Peu au 19e siècle peuvent se targuer d'être restés insensibles à l'impact de la Révolution française et, plus particulièrement, au mélange de fascination et de réserve, d'horreur parfois, auquel ses grands moments, mais aussi ses excès allaient donner naissance :
Comme nombre d'utopistes de son époque se croyant volontiers un peu prophètes, les idéologues théocrates et libéraux, illuminés, socialistes ou théosophes de tout poil, qui évolueront dans l'orbite de Saint-Simon, Fourier, Leroux ou de Maistre, Alexandre Weill subit le choc de la Révolution et de son mystère. Il le subit en tant que Français, imprégné de culture allemande, mais plus encore en tant que Juif, héritier du Siècle des Lumières et de la génération parvenue à l'Emancipation, grâce à l'Abbé Grégoire et au Sanhédrin de Napoléon.
"Enfant de la Bible et fils de la Révolution", c'est ainsi que l'auteur se définit par référence à une formation qui le rattache à un passé à la fois religieux et profane. Evoquant dans ses souvenirs un grand-père maternel qui, à ses dires, aurait été rabbin, ainsi que greffier révolutionnaire à Strasbourg , il racontera également son effroi d'enfant en entendant ses parents se remémorer "l'époque sanglante" de la Terreur et "les promenades d'Euloge Schneider, suivi de sa guillotine à travers les campagnes d'Alsace".

---*---

■ Travail à faire
1 - Dans le texte sur Alexandre Weill, par quelle formule l'auteur se définit-il ?
2 - Rédigez la suite du texte sur Alexandre Weill après sa dernière phrase.
Les données ci-après n'ont aucun rapport avec le texte sur Alexandre Weill.

■ Extrait des données
---*---

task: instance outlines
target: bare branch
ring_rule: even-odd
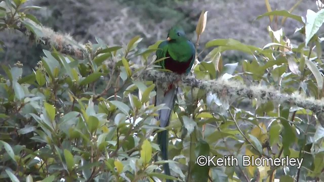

---*---

■ Réponses aux consignes
1 - « Enfant de la Bible et fils de la Révolution ».

2 -
Homme à la spiritualité pleine de contradictions, Alexandre Weill reste cependant homme d'unité. Nul plus que lui n'a éprouvé la nécessité de retrouver l'harmonie dans les fondements mêmes de la vie et de la pensée. A cet égard, le champ d'expérience révolutionnaire ne devait pas faire exception. Sous le visible, l'écrivain cherche à déceler l'invisible. Il s'efforcera de pénétrer la "cause première", "la logique des idées et des faits" qu'aucun des historiens de son époque, ni Michelet, ni Guizot, ni Thiers, prétend-il, n'aura été capable avant lui, de découvrir. Or affirme Weill, la Révolution est un événement par trop gigantesque pour qu'elle puisse être appréhendée hors de "l'unité". Seul un "lien spirituel" devrait permettre de réaliser la synthèse entre des désordres aussi sanglants, des "dissonances" aussi profondes, et une épopée humaine à ce point incomparable .
Mis à part les souvenirs d'enfance, c'est par le biais de la recherche historique et de l'expérience politique directe que l'auteur prend contact avec le fait révolutionnaire. En 1845, à la suite d'un échange de vues sur les antécédents de quatre-vingt-neuf avec Armand Marrast, futur député républicain à l'Assemblée Constituante, il entreprend une étude d'ensemble sur la grande Guerre des Paysans qui avait éclaté, au lendemain de la Réforme, dans l'Allemagne du 16e siècle. Dès lors, la révolte paysanne de 1525 devient pour Weill le signe avant-coureur de la Révolution française, il y discernera tous les "principes", les "germes" d'une série d'événements qui allaient aboutir, quelques deux siècles plus tard, au renversement de la monarchie .
Si Alexandre Weill semble se situer en un premier temps, dans une perspective idéologique non réactionnaire,
Cette orientation dans le sens de la modération ira encore en s'accentuant, au moment de la Révolution de 1848 dont les troubles semblent l'ébranler au tréfonds. Loin de faire l'apologie du soulèvement, qu'il a vécu au jour le jour, Alexandre Weill en vient à incriminer, en fin de parcours, et comme responsables, tous "les violents de la résistance et du mouvement", en les dénonçant comme "les hommes faibles de l'histoire." A l'instar de George Sand, effrayée de l'intensité des émeutes, l'écrivain, trompé dans ses espoirs de fraternité, prendra de plus en plus ses distances par rapport aux mouvements populaires. Idée, ordre et liberté vont être, dès lors, étroitement associés dans sa pensée.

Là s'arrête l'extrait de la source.